> _Problem to work on_
Where an entry contains an image, skip the image and print the rest exactly.

[Opening Data to process section]

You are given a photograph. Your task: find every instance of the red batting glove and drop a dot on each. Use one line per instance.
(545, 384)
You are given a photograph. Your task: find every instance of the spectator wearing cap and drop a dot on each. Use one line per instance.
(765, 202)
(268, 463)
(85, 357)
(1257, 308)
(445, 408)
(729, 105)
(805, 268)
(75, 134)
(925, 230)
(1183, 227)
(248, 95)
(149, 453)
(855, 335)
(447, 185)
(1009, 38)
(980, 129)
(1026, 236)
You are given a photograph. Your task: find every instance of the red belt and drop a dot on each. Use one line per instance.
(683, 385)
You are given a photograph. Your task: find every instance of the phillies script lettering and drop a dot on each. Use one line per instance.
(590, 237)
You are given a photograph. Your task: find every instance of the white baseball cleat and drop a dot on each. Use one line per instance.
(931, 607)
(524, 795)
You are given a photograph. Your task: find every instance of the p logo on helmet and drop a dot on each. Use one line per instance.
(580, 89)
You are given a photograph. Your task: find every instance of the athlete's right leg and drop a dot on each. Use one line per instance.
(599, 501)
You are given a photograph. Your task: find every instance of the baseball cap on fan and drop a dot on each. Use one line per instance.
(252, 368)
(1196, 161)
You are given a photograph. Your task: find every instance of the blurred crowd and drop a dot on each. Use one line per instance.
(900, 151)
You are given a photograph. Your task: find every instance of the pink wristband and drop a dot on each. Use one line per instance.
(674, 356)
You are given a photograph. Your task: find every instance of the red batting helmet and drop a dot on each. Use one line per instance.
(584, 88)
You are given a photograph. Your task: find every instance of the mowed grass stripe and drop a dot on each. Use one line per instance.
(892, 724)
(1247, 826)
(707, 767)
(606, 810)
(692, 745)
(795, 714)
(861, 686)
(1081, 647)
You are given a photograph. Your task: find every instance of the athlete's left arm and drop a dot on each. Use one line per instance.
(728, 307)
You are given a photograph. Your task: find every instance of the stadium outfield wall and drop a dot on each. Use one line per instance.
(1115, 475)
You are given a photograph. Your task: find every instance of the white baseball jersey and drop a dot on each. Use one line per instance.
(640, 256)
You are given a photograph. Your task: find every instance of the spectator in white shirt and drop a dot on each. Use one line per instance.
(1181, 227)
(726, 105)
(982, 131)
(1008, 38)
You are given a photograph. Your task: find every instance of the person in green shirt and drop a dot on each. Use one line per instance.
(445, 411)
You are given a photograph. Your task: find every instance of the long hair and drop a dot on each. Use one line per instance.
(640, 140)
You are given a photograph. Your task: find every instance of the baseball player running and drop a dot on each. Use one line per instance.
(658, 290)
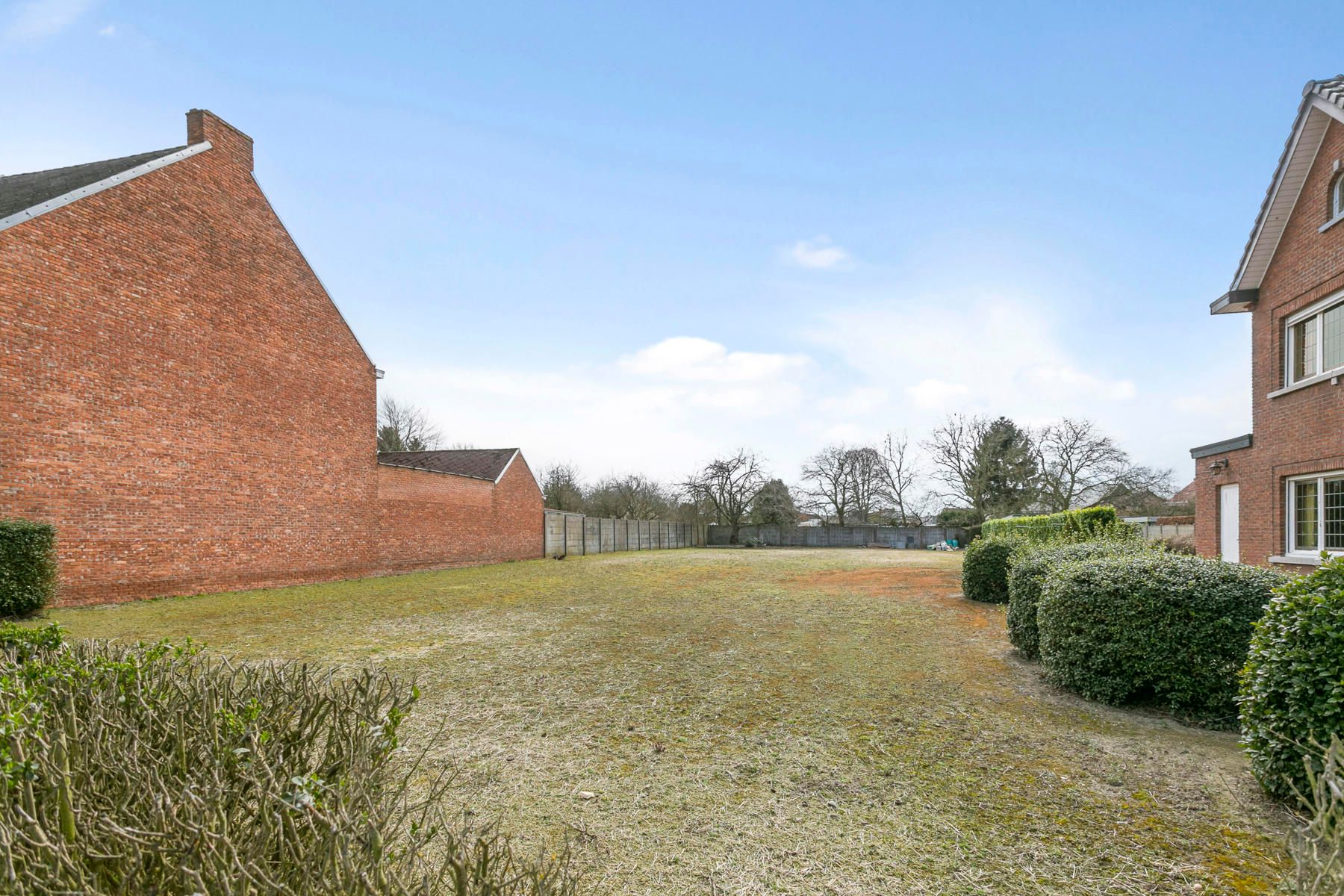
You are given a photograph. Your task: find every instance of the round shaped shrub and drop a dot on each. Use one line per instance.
(984, 571)
(1152, 628)
(1027, 576)
(1293, 687)
(27, 566)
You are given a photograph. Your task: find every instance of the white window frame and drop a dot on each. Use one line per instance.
(1290, 504)
(1316, 311)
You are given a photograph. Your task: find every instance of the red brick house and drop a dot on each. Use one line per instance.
(184, 402)
(1276, 494)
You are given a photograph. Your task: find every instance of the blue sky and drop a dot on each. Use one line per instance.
(636, 237)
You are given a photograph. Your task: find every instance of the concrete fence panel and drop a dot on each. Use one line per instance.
(577, 534)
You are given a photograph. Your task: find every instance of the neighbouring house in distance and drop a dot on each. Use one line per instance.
(187, 406)
(1276, 494)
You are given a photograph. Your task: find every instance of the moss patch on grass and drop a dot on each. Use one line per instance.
(768, 722)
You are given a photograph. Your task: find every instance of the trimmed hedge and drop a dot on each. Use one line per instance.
(27, 566)
(154, 768)
(1154, 628)
(984, 573)
(1293, 685)
(1027, 576)
(1071, 524)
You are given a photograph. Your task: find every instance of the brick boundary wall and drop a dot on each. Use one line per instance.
(186, 405)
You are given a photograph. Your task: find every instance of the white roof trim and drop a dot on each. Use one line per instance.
(1313, 119)
(107, 183)
(517, 452)
(421, 469)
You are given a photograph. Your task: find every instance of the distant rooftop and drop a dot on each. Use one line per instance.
(477, 464)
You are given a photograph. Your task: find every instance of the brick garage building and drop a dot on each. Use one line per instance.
(184, 402)
(1276, 494)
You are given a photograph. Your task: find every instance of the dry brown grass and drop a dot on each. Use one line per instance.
(769, 722)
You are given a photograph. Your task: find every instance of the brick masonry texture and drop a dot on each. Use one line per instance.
(1301, 432)
(186, 405)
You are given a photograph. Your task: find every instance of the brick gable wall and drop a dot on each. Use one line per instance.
(1301, 432)
(436, 519)
(181, 396)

[Closing Data to process section]

> _Reply_
You are given a photograph. Your task: find every instance of the red batting glove and drop a dot on each. Use one line per instance.
(545, 384)
You are given a photograph. Your task: find every instance of the spectator wearing cap and drop a dot on each. Use one line per instance.
(765, 202)
(268, 463)
(85, 357)
(1257, 308)
(445, 408)
(729, 105)
(805, 268)
(75, 134)
(925, 230)
(1183, 227)
(248, 95)
(149, 453)
(855, 335)
(447, 185)
(1009, 38)
(980, 129)
(1026, 236)
You are given a photograph. Your task: find every instance of the red belt and drop a dot on each. Use one line per instance.
(683, 385)
You are given a photograph. Your task: find every instance of the phillies script lettering and drop a dot on each. Use one line per instance.
(590, 237)
You are given a photograph. Your task: find every instance of the white baseball cleat and drop a dot on each. Use one line per instance.
(931, 607)
(524, 795)
You are given a photograph. Your task: find every instance of the p logo on helmet and drop a dot on each. Use one line per instance.
(580, 89)
You are given a photograph. Your task: find every instance of the athlete's right leg and drop a dot on each. Use one line per instance.
(599, 501)
You are given a photograph. Your task: find every instance of the baseball cap on fan and drop a dot on each. Use one line per instance.
(252, 368)
(1196, 161)
You are given a photograph. Your task: find every instance of the blurred crowd and drop a dot on each. Use one line per instance.
(900, 151)
You are given a photograph. Your task: find every instance of the pink wristband and drop a dot on each. Use one line per instance.
(674, 356)
You are given a photograph. Your task: find every instance of the red batting helmet and drop a dot on each. Use one line per instance.
(584, 88)
You are given a photograph. Your task: find every instance of the mowed grass stripe and drop a dot on each. Use one line per instance.
(892, 724)
(1247, 826)
(707, 767)
(606, 810)
(692, 745)
(795, 714)
(861, 686)
(1081, 647)
You are given a photograph. Your task: find every instance of the athlete's left arm and drop a dot on each. Use one line per instance.
(728, 307)
You are given a photograph. Your task: find every instance of the stadium outfield wall and drop a dot on each. Use one line per instance.
(1115, 475)
You are given a photograph. Your task: find every instance of the white baseball jersey and drop a dot on each. Use one line per instance.
(640, 256)
You are given a photograph. Your task: find every instance of the spectator in white shirt and drop a dot on each. Use one line per instance.
(1181, 227)
(726, 105)
(982, 131)
(1008, 38)
You are given a photograph. Your task: find every instance of the person in green shirt and drop a dot on each. Use one line per instance.
(445, 411)
You are given a photograph. Your task: find every instance of the long hair and drop a dot on each. Use one line per instance.
(640, 140)
You are given a photograph. Your task: find every instance of the baseball player running and drop a dot on each. Use one line per instance.
(658, 290)
You are given a photograph. Your task: find every instance of the round shaped shrub and drop a dot on each. Use one line per instance.
(984, 571)
(1152, 628)
(1027, 576)
(1293, 687)
(27, 566)
You are given a photograph. Your task: find every instance of the white window frame and drop a dot on each. Use one line per instance.
(1290, 504)
(1316, 311)
You are given a photograph. Your task: find every instance of the red brick house and drop a dot on each. Use one line per instance.
(184, 402)
(1276, 494)
You are given a photograph. Your task: find every instance of the blue sky and drop a dot on each. Use one line per instance.
(636, 237)
You are given a photograph. Your task: find every instance of the concrete fence panel and drop a dot on each. Use one line per instance.
(577, 534)
You are given a photograph. Your task: find every instance of the neighbouring house in distance and drop a dot on each. Use one line per instance.
(187, 406)
(1276, 494)
You are given a photograph. Your task: find every instance of the moss patch on grass and drop a dot on each. Use one line per instance.
(768, 722)
You are given a photograph. Your task: find every instance of the trimmed hedge and drop a dot on each. Use one line per instance.
(27, 566)
(154, 768)
(1154, 628)
(984, 573)
(1293, 685)
(1027, 576)
(1071, 524)
You are given a photograph. Your task: find every instance of the brick boundary wall and drop a dot on each. Use one line per instance.
(186, 405)
You are given a photograph. Your task: find every instance of the white roof trim and drop a dot on each. Use one line per instance.
(1313, 119)
(107, 183)
(517, 452)
(421, 469)
You are given a photograph. Your task: find every instance of the distant rooftop and drop a dot on each. Use one line per instance.
(477, 464)
You are given a photograph. Your task: find every instance of the brick garage building and drop a dot on each. Use one line per instance.
(184, 402)
(1276, 494)
You are given a photograph. Your task: find every instance of the dry brown grass and drop a dot on each. Use one line per instance.
(769, 722)
You are given a photograph. Your task: find every instance of the brick masonry texture and drop a dot on each. Use one line per instance.
(1301, 432)
(186, 405)
You are given a photograph. Your task: find every instance of the brick gable wall and drop a dot on each. Use one line per instance.
(1301, 432)
(436, 519)
(181, 396)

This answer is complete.